Work instructions: Output each record below exactly as it stands, leaving out the pictures.

(Entries shown begins)

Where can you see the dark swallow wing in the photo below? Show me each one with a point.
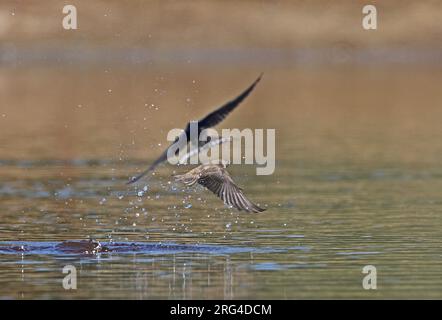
(219, 115)
(222, 185)
(209, 121)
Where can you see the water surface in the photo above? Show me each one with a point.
(357, 183)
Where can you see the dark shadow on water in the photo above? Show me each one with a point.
(91, 247)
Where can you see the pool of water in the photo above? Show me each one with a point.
(357, 182)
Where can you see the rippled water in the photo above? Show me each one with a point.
(357, 183)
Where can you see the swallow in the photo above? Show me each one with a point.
(216, 179)
(209, 121)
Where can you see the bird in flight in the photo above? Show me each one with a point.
(211, 120)
(216, 178)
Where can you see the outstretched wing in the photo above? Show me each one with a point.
(209, 121)
(219, 114)
(221, 184)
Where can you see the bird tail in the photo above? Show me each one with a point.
(186, 179)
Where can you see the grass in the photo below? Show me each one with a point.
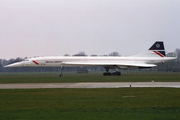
(90, 104)
(90, 77)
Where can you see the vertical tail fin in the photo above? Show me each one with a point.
(156, 50)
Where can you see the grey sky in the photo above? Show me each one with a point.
(56, 27)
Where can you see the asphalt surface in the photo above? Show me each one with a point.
(89, 85)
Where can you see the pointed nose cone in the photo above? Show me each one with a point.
(18, 64)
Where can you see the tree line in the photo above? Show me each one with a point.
(170, 66)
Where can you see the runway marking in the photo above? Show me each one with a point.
(89, 85)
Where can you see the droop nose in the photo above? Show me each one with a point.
(18, 64)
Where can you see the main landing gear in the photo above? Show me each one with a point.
(107, 73)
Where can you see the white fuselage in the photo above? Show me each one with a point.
(121, 62)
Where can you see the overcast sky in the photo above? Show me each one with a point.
(57, 27)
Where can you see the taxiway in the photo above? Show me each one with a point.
(89, 85)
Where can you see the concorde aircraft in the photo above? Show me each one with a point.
(147, 59)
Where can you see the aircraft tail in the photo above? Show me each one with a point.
(156, 50)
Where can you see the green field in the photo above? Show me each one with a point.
(90, 77)
(89, 104)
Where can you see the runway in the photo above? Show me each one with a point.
(89, 85)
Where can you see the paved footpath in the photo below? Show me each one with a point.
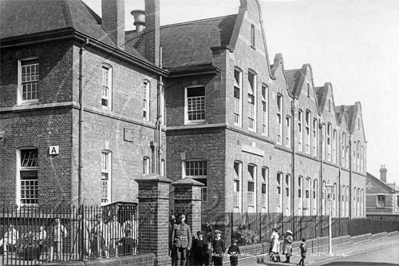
(338, 253)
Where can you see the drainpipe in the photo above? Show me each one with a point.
(293, 113)
(321, 168)
(350, 176)
(81, 103)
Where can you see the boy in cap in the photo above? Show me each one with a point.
(181, 237)
(234, 252)
(200, 247)
(218, 248)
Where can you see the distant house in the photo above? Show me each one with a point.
(381, 197)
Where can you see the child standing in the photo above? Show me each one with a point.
(303, 249)
(218, 249)
(234, 251)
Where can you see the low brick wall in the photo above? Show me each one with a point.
(147, 259)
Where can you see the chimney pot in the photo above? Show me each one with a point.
(139, 19)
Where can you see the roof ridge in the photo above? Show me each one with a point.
(192, 21)
(67, 14)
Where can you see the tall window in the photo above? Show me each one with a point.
(146, 166)
(107, 86)
(315, 137)
(146, 100)
(307, 121)
(105, 177)
(265, 118)
(198, 170)
(252, 35)
(287, 194)
(195, 104)
(237, 97)
(28, 79)
(265, 178)
(237, 186)
(251, 101)
(329, 142)
(251, 188)
(315, 197)
(28, 179)
(381, 201)
(300, 131)
(343, 144)
(358, 156)
(288, 133)
(279, 192)
(279, 119)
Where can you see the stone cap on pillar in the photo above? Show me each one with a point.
(153, 178)
(187, 181)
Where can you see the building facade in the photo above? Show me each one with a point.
(259, 137)
(87, 107)
(78, 109)
(381, 197)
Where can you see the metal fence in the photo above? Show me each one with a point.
(36, 235)
(252, 228)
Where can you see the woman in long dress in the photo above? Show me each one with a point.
(275, 245)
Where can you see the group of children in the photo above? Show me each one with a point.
(212, 252)
(274, 250)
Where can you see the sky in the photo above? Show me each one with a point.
(354, 44)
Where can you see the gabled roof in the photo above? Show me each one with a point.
(25, 17)
(381, 183)
(189, 43)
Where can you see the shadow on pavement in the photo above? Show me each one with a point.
(355, 263)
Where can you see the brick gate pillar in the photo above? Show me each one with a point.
(188, 200)
(153, 217)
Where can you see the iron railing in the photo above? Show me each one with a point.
(36, 235)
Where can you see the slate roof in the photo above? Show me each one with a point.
(293, 77)
(188, 43)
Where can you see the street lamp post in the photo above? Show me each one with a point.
(330, 191)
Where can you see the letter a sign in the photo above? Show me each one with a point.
(53, 150)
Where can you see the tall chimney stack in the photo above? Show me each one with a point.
(152, 31)
(139, 19)
(113, 20)
(383, 172)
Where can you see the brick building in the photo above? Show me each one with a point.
(259, 137)
(381, 197)
(78, 108)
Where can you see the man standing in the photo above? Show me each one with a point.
(59, 233)
(10, 238)
(181, 241)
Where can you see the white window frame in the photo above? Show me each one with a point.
(264, 187)
(22, 63)
(252, 89)
(280, 192)
(252, 178)
(20, 169)
(307, 124)
(106, 169)
(202, 167)
(237, 186)
(329, 127)
(300, 130)
(279, 99)
(200, 100)
(288, 133)
(146, 165)
(146, 100)
(106, 87)
(237, 101)
(265, 110)
(315, 137)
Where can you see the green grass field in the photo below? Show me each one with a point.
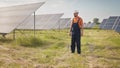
(51, 49)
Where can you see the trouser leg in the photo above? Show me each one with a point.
(73, 44)
(78, 41)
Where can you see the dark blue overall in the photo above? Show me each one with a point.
(76, 38)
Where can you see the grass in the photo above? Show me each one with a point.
(51, 49)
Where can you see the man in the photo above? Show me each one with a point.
(76, 31)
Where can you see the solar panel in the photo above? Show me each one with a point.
(103, 23)
(63, 23)
(11, 17)
(89, 25)
(44, 21)
(116, 23)
(117, 29)
(85, 25)
(110, 22)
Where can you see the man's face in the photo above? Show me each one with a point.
(75, 14)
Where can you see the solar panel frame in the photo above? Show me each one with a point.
(43, 22)
(63, 23)
(103, 23)
(11, 17)
(117, 28)
(110, 22)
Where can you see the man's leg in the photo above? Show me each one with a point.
(73, 44)
(78, 40)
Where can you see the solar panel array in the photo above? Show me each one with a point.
(63, 23)
(89, 25)
(11, 17)
(42, 22)
(102, 24)
(112, 23)
(117, 29)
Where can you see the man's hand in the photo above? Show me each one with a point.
(82, 32)
(70, 33)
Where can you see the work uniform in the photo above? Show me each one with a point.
(77, 24)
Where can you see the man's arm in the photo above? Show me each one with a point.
(82, 27)
(71, 28)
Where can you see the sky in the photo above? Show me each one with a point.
(88, 9)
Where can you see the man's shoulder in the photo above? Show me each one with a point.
(79, 17)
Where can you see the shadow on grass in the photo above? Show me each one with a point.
(32, 42)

(Entries shown ends)

Written response:
Where can you see the dark swallow wing in the photo below? Show me each one with a point.
(219, 115)
(222, 185)
(209, 121)
Where can you see the water surface in the photo above? Show me each one with a point.
(357, 183)
Where can you see the dark shadow on water in the photo above? Show me each one with a point.
(91, 247)
Where can you see the pool of water in the photo above? Show me each one with a point.
(357, 182)
Where can you see the rippled water in the photo above? Show me each one with a point.
(357, 183)
Where can you see the swallow in the photo above? Show me each one with a point.
(216, 179)
(209, 121)
Where can you see the bird in flight in the photo above? Show me each one with a point.
(211, 120)
(216, 178)
Where can you see the outstretched wing in the photo above? Show me each one with a point.
(209, 121)
(219, 114)
(221, 184)
Where can you see the bird tail in the photo above? Show me each one with a point.
(186, 179)
Where can you see the grass in the photo below? Show me each one with a point.
(90, 104)
(90, 77)
Where can you see the vertical tail fin in the photo above? Show me each one with a point.
(156, 50)
Where can you see the grey sky in the photo above? Show me each one with a point.
(56, 27)
Where can you see the asphalt surface in the photo above? Show me each one with a point.
(89, 85)
Where can you see the pointed nose cone in the photo above? Show me each one with a point.
(18, 64)
Where can you see the tree line in the photo above? Show me each one with a point.
(170, 66)
Where can you see the runway marking in the photo above? Show me each one with a point.
(89, 85)
Where can you see the droop nose in the photo above? Show me each one with a point.
(18, 64)
Where can you see the main landing gear in the photo above? Show me each one with a point.
(107, 73)
Where can you see the white fuselage in the photo above? Show me each one with a point.
(121, 62)
Where can you see the overcast sky in the photo above? Show me each one with a point.
(57, 27)
Where can you see the taxiway in the photo above? Show me each one with a point.
(89, 85)
Where can you see the concorde aircraft in the photo above? Show me each one with a point.
(147, 59)
Where can you see the aircraft tail in the photo above? Show me each one with a point.
(156, 50)
Where can you see the green field in the photo above? Show me each one with a point.
(90, 77)
(89, 104)
Where can you see the runway in the photo above? Show me each one with a point.
(89, 85)
Where can you see the paved footpath in the photo below? Show me each one with a point.
(338, 253)
Where can you see the drainpipe in the photo above? Show me each one with a point.
(293, 113)
(321, 168)
(350, 176)
(81, 103)
Where can you see the boy in cap in the photo above? Show me each one with a point.
(181, 237)
(234, 252)
(200, 247)
(218, 248)
Where can you see the distant house in the photo above? Show me each one with a point.
(381, 197)
Where can you see the child standing in the photo above? Show me each one with a point.
(303, 249)
(218, 249)
(234, 251)
Where can you see the low brick wall in the photo above? Show me each one with a point.
(147, 259)
Where can you see the chimney pot in the photo above? Show me each one with a point.
(139, 19)
Where can you see the roof ridge in the photo above? Show me each one with a point.
(192, 21)
(67, 14)
Where can you see the tall window in the photo above? Show me each one with a point.
(146, 166)
(107, 86)
(315, 137)
(146, 100)
(307, 121)
(105, 177)
(265, 118)
(198, 170)
(252, 35)
(287, 194)
(195, 104)
(237, 97)
(28, 79)
(265, 178)
(237, 186)
(251, 101)
(329, 142)
(251, 188)
(315, 197)
(28, 179)
(381, 201)
(300, 131)
(343, 144)
(358, 156)
(288, 133)
(279, 192)
(279, 119)
Where can you see the stone cap on pillar in the photo above? Show me each one with a point.
(153, 178)
(187, 181)
Where can you see the building facade in the photo above? Show me each one with a point.
(259, 137)
(87, 107)
(78, 109)
(381, 197)
Where can you see the metal fence in the photo above? Show me each one with a point.
(36, 235)
(252, 228)
Where can you see the woman in long dress in the photo above? Show me each one with a point.
(275, 245)
Where can you see the group of children in the photo above? Show me each one with a point.
(212, 252)
(274, 250)
Where can you see the sky in the photo above? Show me each one with a point.
(354, 44)
Where can you see the gabled roof in the photo above? Show me each one with a point.
(25, 17)
(381, 183)
(189, 43)
Where can you see the shadow on pavement in the photo above? Show me each one with a point.
(355, 263)
Where can you see the brick gate pillar in the photo above? Show me each one with a point.
(188, 200)
(153, 217)
Where can you see the iron railing in the photo above? Show me each one with a point.
(36, 235)
Where can you see the slate roof in the photo above? Show me each one with a point.
(293, 77)
(188, 43)
Where can you see the street lamp post in the photo above? Show me each one with a point.
(330, 191)
Where can you see the letter a sign in the photo above? Show me each one with a point.
(53, 150)
Where can you see the tall chimney stack in the photo above? Show me each one with a point.
(152, 31)
(139, 19)
(113, 20)
(383, 172)
Where can you see the brick building in the photo above? Show me each one with a point.
(259, 137)
(381, 197)
(78, 108)
Where can you see the man standing in the photo above? Show me each one with a point.
(59, 233)
(10, 238)
(181, 241)
Where can you see the white window frame in the photo above? Show me each one with a point.
(264, 187)
(22, 63)
(252, 89)
(280, 192)
(252, 178)
(20, 169)
(307, 124)
(106, 169)
(202, 167)
(237, 186)
(329, 127)
(300, 130)
(279, 99)
(200, 100)
(288, 133)
(146, 165)
(146, 100)
(106, 87)
(237, 101)
(265, 110)
(315, 137)
Where can you see the green grass field in the photo below? Show me each one with a point.
(51, 49)
Where can you see the trouser leg in the photo above? Show me each one with a point.
(73, 44)
(78, 41)
Where can you see the dark blue overall in the photo above? Show me each one with a point.
(76, 38)
Where can you see the grass in the photo above? Show me each one with a point.
(51, 49)
Where can you see the man in the photo above? Show me each one with a point.
(76, 31)
Where can you see the solar panel in the photo above? Show me each one with a point.
(103, 23)
(63, 23)
(11, 17)
(89, 25)
(44, 21)
(116, 23)
(117, 29)
(85, 25)
(110, 22)
Where can you see the man's face in the photo above? Show me each one with a point.
(75, 14)
Where can you see the solar panel frame in the photo above? Show me each one with a point.
(43, 22)
(63, 23)
(103, 23)
(11, 17)
(117, 28)
(110, 22)
Where can you see the man's leg in the photo above? Show me each one with a point.
(73, 44)
(78, 40)
Where can you see the solar panel array in the photo above? Show me each one with a point.
(63, 23)
(89, 25)
(11, 17)
(42, 22)
(102, 24)
(112, 23)
(117, 29)
Where can you see the man's hand in the photo above? Show me each one with a point.
(82, 32)
(70, 33)
Where can you see the work uniform in the photo above? Show me each one with a point.
(77, 24)
Where can you see the man's arm in the photo above? Show me each one with a point.
(82, 27)
(71, 28)
Where can you see the sky in the photo above? Show me each one with a point.
(88, 9)
Where can you see the man's shoulder in the photo above? Show me each one with a point.
(79, 17)
Where can you see the shadow on grass in the photo above? Show me each one with a point.
(32, 42)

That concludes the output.